▸ **REQUIREMENT**
Retype the data below without altering anything.

▸ **RECORDS PROVIDED**
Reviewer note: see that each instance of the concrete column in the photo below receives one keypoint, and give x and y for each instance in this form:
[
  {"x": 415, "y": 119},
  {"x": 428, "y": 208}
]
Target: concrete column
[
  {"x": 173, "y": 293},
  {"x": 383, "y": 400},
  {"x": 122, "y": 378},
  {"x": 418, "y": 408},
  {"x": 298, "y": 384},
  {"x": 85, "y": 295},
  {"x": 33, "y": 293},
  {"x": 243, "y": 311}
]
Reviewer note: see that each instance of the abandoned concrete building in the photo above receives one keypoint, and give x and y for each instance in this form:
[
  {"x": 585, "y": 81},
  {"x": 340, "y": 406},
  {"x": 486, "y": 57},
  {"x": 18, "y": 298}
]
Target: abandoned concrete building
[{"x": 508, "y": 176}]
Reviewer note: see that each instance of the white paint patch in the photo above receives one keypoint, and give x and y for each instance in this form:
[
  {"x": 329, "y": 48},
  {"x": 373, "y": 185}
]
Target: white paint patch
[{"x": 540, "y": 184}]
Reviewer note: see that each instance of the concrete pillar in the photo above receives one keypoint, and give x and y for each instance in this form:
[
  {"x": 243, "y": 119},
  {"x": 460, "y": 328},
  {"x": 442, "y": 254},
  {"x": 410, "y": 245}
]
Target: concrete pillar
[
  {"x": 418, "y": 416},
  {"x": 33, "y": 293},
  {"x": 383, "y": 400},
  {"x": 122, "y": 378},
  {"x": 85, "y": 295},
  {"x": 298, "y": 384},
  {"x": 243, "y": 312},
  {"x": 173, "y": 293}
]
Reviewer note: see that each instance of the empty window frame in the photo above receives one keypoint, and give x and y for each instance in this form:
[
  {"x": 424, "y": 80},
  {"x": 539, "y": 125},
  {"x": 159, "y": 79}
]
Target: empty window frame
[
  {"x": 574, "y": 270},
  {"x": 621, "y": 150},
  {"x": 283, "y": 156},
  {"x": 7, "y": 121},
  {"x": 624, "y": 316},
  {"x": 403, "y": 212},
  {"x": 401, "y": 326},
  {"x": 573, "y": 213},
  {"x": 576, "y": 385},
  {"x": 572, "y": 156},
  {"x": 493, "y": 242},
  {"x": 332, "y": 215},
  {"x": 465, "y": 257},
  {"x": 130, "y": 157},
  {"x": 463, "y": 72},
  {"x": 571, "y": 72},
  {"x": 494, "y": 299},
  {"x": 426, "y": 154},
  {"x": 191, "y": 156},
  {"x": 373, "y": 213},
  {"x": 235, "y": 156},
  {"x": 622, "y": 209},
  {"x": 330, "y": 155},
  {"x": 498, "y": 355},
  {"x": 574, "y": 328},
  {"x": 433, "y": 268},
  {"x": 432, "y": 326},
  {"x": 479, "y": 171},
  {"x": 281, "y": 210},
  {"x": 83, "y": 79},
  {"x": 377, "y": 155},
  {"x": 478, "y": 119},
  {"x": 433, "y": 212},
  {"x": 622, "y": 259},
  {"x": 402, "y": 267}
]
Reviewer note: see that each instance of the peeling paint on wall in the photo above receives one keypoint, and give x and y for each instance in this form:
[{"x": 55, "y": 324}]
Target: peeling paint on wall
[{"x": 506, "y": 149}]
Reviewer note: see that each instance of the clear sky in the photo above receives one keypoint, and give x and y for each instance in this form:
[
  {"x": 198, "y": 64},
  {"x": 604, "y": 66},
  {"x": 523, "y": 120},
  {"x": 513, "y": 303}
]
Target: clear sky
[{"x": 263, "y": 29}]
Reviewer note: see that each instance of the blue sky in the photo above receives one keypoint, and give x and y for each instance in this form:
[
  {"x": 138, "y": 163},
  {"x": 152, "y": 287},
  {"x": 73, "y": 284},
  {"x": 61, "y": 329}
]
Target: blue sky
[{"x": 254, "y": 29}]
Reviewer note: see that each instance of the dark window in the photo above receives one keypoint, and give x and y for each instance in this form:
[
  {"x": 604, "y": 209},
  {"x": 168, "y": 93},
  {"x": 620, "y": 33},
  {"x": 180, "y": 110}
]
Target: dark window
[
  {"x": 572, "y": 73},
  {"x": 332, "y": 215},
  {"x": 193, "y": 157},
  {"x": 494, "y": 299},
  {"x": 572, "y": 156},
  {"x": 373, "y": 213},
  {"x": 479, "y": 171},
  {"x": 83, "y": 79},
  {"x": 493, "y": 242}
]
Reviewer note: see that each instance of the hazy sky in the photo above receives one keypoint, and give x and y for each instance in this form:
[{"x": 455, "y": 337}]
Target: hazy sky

▸ **THE ANSWER**
Reviewer note: see that each instance of the concrete column in the photo below receives one keypoint, and give x and y for each instance in this form:
[
  {"x": 415, "y": 119},
  {"x": 428, "y": 208}
]
Target: concrete column
[
  {"x": 173, "y": 293},
  {"x": 383, "y": 400},
  {"x": 122, "y": 378},
  {"x": 418, "y": 408},
  {"x": 298, "y": 384},
  {"x": 85, "y": 295},
  {"x": 33, "y": 293},
  {"x": 243, "y": 311}
]
Reviewer note: see that each instance of the abandoned concrete building in the photo above receives one keypoint, and give x and y for each instance in this form:
[
  {"x": 585, "y": 81},
  {"x": 340, "y": 406},
  {"x": 486, "y": 57},
  {"x": 18, "y": 298}
]
Target: abandoned concrete building
[{"x": 508, "y": 176}]
Reviewer note: see that each instance of the white paint patch in the photo above receives one keypoint, and give x and y for each instance in this form:
[
  {"x": 329, "y": 48},
  {"x": 373, "y": 185}
]
Target: white paint patch
[{"x": 540, "y": 184}]
Reviewer note: see that each instance of the concrete pillar in the photo above receives one keypoint, and give x and y for each instance in this form:
[
  {"x": 243, "y": 119},
  {"x": 460, "y": 328},
  {"x": 442, "y": 254},
  {"x": 410, "y": 245}
]
Target: concrete pillar
[
  {"x": 418, "y": 416},
  {"x": 33, "y": 293},
  {"x": 383, "y": 400},
  {"x": 122, "y": 378},
  {"x": 85, "y": 295},
  {"x": 298, "y": 384},
  {"x": 243, "y": 312},
  {"x": 173, "y": 293}
]
Reviewer note: see that each instance of the empty window frame in the photo above receives one keypoint, and give x and y for each instance in this form:
[
  {"x": 424, "y": 80},
  {"x": 539, "y": 125},
  {"x": 159, "y": 79}
]
Target: empty window frame
[
  {"x": 574, "y": 270},
  {"x": 621, "y": 150},
  {"x": 283, "y": 156},
  {"x": 7, "y": 121},
  {"x": 624, "y": 316},
  {"x": 403, "y": 212},
  {"x": 401, "y": 326},
  {"x": 573, "y": 213},
  {"x": 576, "y": 385},
  {"x": 572, "y": 156},
  {"x": 493, "y": 242},
  {"x": 332, "y": 215},
  {"x": 465, "y": 257},
  {"x": 130, "y": 157},
  {"x": 463, "y": 72},
  {"x": 571, "y": 72},
  {"x": 494, "y": 299},
  {"x": 426, "y": 154},
  {"x": 191, "y": 156},
  {"x": 373, "y": 213},
  {"x": 235, "y": 156},
  {"x": 622, "y": 209},
  {"x": 330, "y": 155},
  {"x": 498, "y": 355},
  {"x": 574, "y": 328},
  {"x": 433, "y": 268},
  {"x": 432, "y": 326},
  {"x": 479, "y": 171},
  {"x": 281, "y": 210},
  {"x": 83, "y": 79},
  {"x": 377, "y": 155},
  {"x": 478, "y": 119},
  {"x": 433, "y": 212},
  {"x": 622, "y": 259},
  {"x": 402, "y": 267}
]
Reviewer note: see that each instance of the peeling paint on wall in the photo above receives one keypoint, and give x and y for each instance in this form:
[{"x": 55, "y": 324}]
Target: peeling paint on wall
[{"x": 506, "y": 149}]
Reviewer note: see that each instance of the clear sky in the photo above receives one keypoint, and give x and y for each instance in this form:
[
  {"x": 198, "y": 64},
  {"x": 604, "y": 66},
  {"x": 523, "y": 120},
  {"x": 513, "y": 303}
]
Target: clear sky
[{"x": 263, "y": 29}]
Reviewer note: see that each instance of the blue sky in the photo above receives one keypoint, and give x and y for each instance in this form:
[
  {"x": 138, "y": 163},
  {"x": 152, "y": 287},
  {"x": 73, "y": 284},
  {"x": 61, "y": 329}
]
Target: blue sky
[{"x": 254, "y": 29}]
Reviewer note: see that each instance of the dark window in the photo above receives one keypoint, and give x and y for each instance in this form:
[
  {"x": 604, "y": 209},
  {"x": 168, "y": 93},
  {"x": 620, "y": 33},
  {"x": 180, "y": 110}
]
Target: dark window
[
  {"x": 572, "y": 73},
  {"x": 332, "y": 215},
  {"x": 193, "y": 157},
  {"x": 494, "y": 299},
  {"x": 572, "y": 156},
  {"x": 373, "y": 213},
  {"x": 479, "y": 171},
  {"x": 83, "y": 79},
  {"x": 493, "y": 242}
]
Reviewer note: see that each instance of the hazy sky in the photo above receives one keypoint, and give x and y for each instance in this form:
[{"x": 455, "y": 337}]
Target: hazy sky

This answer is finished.